Artist Statement
Currently living on the shore of Topsail, a barrier island in North Carolina, Greg Patch is an artist and a traditional herbalist whose paintings portray the earth, the unconscious and the one-ness of all life. His commitment to restoring the planet to its natural balance is reflected in his work with individuals as a natural healer, in the environmental themes of his artwork, and in the non toxic medium which is integral to the meaning of the finished work.
The colorfast “beeswax colors” Greg uses are made in Germany. The carefully selected food container safe pigments are based on Goethe’s color wheel. They are free of turpentine, processed oils or toxic chemicals like cadmium, chromium, lead, preservatives and fungicides found in acrylic, encaustic, watercolor and guache paints. This medium of beeswax and pigment, which has been used since prehistoric times, also intensifies the clarity, richness and integrity of color, line and form.
Greg’s painting is a form of meditation for him and a vehicle for contemplation for us. It is a literal expression of “being in” nature.
“There is a wave in the landscape,” he explains, "where the movement is behind our eyes and before our eyes in lines, shapes, forms and color. It is in our memories and in the memories of all there is, and contains the symbols of a universal language that lay deep within our collective unconscious. I have seen these symbols in my paintings during and often after creating them.”

....

Please continue the artist statement about Greg Patch's beeswax paintings from where it stops. The saved entries have nothing to do with this.

Saved entries:
....

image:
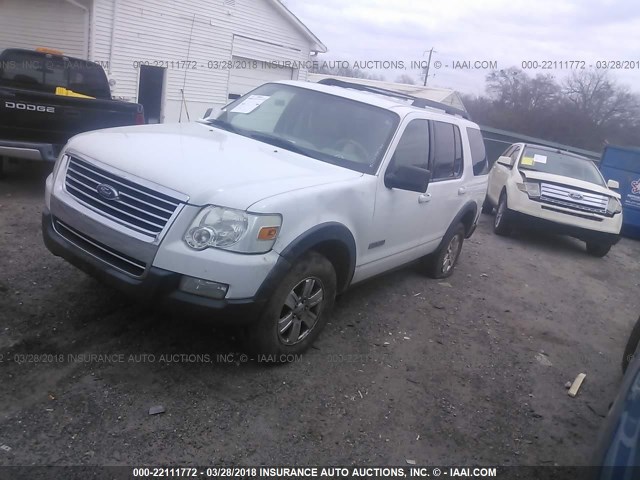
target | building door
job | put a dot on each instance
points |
(55, 24)
(151, 92)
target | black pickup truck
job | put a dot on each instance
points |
(35, 122)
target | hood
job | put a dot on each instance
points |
(210, 165)
(573, 182)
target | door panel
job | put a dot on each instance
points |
(400, 230)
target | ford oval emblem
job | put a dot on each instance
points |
(107, 192)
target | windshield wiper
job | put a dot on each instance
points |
(223, 125)
(280, 142)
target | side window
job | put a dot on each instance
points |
(447, 158)
(478, 152)
(515, 154)
(413, 147)
(507, 152)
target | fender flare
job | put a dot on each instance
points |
(324, 232)
(470, 206)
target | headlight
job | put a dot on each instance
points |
(530, 188)
(235, 230)
(614, 206)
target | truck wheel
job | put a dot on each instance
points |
(442, 262)
(502, 222)
(633, 346)
(297, 310)
(598, 249)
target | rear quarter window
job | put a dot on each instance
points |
(478, 152)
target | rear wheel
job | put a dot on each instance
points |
(442, 262)
(598, 249)
(502, 222)
(297, 310)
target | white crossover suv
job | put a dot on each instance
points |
(556, 191)
(292, 194)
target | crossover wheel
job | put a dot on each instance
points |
(442, 262)
(502, 222)
(298, 309)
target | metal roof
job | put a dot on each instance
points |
(316, 44)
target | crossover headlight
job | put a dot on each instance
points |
(614, 206)
(530, 188)
(235, 230)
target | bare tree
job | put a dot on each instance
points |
(597, 96)
(513, 88)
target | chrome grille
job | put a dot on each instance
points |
(107, 254)
(573, 198)
(138, 207)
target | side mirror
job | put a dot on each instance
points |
(211, 112)
(506, 161)
(414, 179)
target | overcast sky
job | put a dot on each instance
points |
(506, 31)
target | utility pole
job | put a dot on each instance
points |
(426, 72)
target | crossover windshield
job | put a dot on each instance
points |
(558, 163)
(329, 128)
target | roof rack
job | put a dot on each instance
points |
(416, 101)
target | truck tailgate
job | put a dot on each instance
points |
(33, 116)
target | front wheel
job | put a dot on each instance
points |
(442, 262)
(502, 222)
(297, 310)
(598, 249)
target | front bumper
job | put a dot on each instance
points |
(584, 234)
(565, 221)
(158, 288)
(46, 152)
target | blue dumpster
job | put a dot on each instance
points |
(623, 164)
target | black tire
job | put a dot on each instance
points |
(633, 346)
(598, 249)
(442, 262)
(487, 208)
(502, 221)
(271, 335)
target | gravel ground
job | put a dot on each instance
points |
(470, 370)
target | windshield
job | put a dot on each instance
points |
(43, 72)
(557, 163)
(322, 126)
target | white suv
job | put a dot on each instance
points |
(557, 191)
(292, 194)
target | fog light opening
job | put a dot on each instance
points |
(204, 288)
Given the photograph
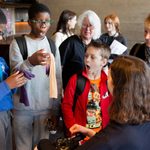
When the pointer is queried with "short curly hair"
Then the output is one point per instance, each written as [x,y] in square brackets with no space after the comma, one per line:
[94,20]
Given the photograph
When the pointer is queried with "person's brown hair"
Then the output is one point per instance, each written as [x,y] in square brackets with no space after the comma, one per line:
[104,49]
[131,93]
[115,20]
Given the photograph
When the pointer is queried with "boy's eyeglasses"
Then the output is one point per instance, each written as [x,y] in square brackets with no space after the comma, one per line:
[41,22]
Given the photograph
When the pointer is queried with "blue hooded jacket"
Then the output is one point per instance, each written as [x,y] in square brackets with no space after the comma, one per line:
[6,102]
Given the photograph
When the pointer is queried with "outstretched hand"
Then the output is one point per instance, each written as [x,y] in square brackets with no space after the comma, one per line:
[15,80]
[76,128]
[39,58]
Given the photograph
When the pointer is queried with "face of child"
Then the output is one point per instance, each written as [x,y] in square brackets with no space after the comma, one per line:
[94,61]
[109,25]
[147,36]
[40,24]
[110,82]
[72,22]
[87,30]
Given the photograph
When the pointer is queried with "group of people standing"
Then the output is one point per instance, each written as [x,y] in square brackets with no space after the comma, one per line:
[112,106]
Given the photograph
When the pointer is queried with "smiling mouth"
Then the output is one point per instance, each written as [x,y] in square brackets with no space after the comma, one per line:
[87,67]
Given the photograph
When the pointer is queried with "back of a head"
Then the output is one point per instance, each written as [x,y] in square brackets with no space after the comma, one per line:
[94,21]
[37,8]
[131,92]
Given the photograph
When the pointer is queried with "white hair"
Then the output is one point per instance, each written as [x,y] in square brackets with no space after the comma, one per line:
[94,21]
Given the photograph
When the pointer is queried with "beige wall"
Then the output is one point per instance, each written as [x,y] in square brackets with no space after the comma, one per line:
[131,13]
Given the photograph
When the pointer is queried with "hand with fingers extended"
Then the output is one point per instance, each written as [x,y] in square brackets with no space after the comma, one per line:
[76,128]
[39,58]
[15,80]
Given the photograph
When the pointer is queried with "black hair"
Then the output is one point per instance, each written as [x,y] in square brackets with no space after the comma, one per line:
[37,8]
[3,19]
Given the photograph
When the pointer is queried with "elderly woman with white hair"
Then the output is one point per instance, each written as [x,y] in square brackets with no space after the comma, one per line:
[72,49]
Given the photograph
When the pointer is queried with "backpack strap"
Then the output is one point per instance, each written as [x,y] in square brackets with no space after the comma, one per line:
[23,46]
[53,47]
[80,85]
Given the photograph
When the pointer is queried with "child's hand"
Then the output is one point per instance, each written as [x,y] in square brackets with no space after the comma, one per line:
[15,80]
[76,128]
[39,58]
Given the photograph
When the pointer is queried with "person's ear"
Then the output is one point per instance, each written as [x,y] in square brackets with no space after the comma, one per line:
[104,62]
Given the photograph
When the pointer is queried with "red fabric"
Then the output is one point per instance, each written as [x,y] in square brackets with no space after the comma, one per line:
[79,115]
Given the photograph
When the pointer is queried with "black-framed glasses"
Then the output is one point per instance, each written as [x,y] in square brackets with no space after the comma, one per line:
[41,22]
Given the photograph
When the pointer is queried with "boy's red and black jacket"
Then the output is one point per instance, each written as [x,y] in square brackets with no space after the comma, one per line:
[79,114]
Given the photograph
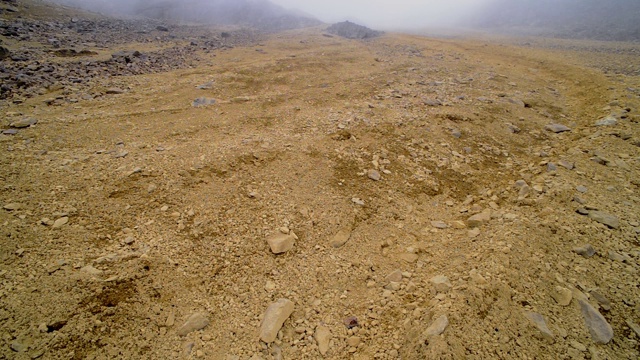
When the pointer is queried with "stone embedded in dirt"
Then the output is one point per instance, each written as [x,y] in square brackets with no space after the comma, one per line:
[281,243]
[323,338]
[374,175]
[350,30]
[341,238]
[440,283]
[437,327]
[556,128]
[4,53]
[480,219]
[12,206]
[600,330]
[439,225]
[201,102]
[195,322]
[562,296]
[585,250]
[114,91]
[23,123]
[607,219]
[604,303]
[395,276]
[607,121]
[566,164]
[60,222]
[274,317]
[541,325]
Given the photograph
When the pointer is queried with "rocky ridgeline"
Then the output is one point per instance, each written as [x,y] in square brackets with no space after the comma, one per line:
[350,30]
[29,70]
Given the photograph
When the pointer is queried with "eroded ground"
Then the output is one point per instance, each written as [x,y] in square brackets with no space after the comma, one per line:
[169,205]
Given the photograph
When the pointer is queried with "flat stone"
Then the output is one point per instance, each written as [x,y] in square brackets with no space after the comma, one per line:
[585,250]
[480,219]
[323,338]
[12,206]
[60,222]
[395,276]
[23,123]
[562,296]
[195,322]
[274,317]
[440,283]
[341,238]
[607,121]
[409,257]
[557,128]
[281,243]
[437,327]
[602,217]
[600,330]
[374,175]
[541,325]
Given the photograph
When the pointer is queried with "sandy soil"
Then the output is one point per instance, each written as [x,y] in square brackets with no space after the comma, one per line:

....

Answer to this problem:
My paintings move with the forces of nature - the streams, mountains, astrology, technology, thoughts, actions, energy, self, lunch – and culminate in the realization that everything is the wave.
I believe that nature calls to each of us to step out of ourselves and into it, to identify and revel within it, amid the waves. Doing this can transform our awareness into an energy greater than our own understanding.
Greg received his Bachelor of Fine Arts in Painting from the State University of New York at New Paltz. He studied at the Munson-Williams Proctor Institute School of Art in Utica, NY, the School of Visual Arts in New York City, the College of Artesia in Artesia, New Mexico, and did graduate work at the State University of New York in Albany. He apprenticed with steel sculptor Willard Boepple (Utica Boatworks) and Bob Schuler (Tethys Project, High Falls, NY}. Greg has also been a student, teacher and practitioner of herbal medicine for 25 years.